## Goal
Set down exactly the lines that run from the line with "Where can the rock" to the end of the data, and nothing else.

## Data supplied
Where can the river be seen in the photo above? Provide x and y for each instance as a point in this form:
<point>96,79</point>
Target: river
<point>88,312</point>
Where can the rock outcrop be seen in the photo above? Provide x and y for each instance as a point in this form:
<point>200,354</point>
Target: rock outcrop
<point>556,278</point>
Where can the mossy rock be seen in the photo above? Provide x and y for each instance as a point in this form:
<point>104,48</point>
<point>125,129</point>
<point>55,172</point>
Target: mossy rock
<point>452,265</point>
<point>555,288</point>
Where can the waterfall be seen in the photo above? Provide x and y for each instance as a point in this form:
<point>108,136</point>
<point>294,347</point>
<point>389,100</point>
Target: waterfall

## Output for this task
Where can the rock outcrop be seen in the photo above? Provide x and y for each instance as a point in this form:
<point>200,354</point>
Target: rock outcrop
<point>556,278</point>
Where can the mossy rock be seen in the photo above? Provide x and y for each instance as a point in this form:
<point>104,48</point>
<point>125,129</point>
<point>55,172</point>
Target: mossy rock
<point>452,265</point>
<point>555,288</point>
Where can the waterfall be seen in the photo above? Provide x and y for each instance as a point in this form:
<point>108,136</point>
<point>294,347</point>
<point>389,100</point>
Target: waterfall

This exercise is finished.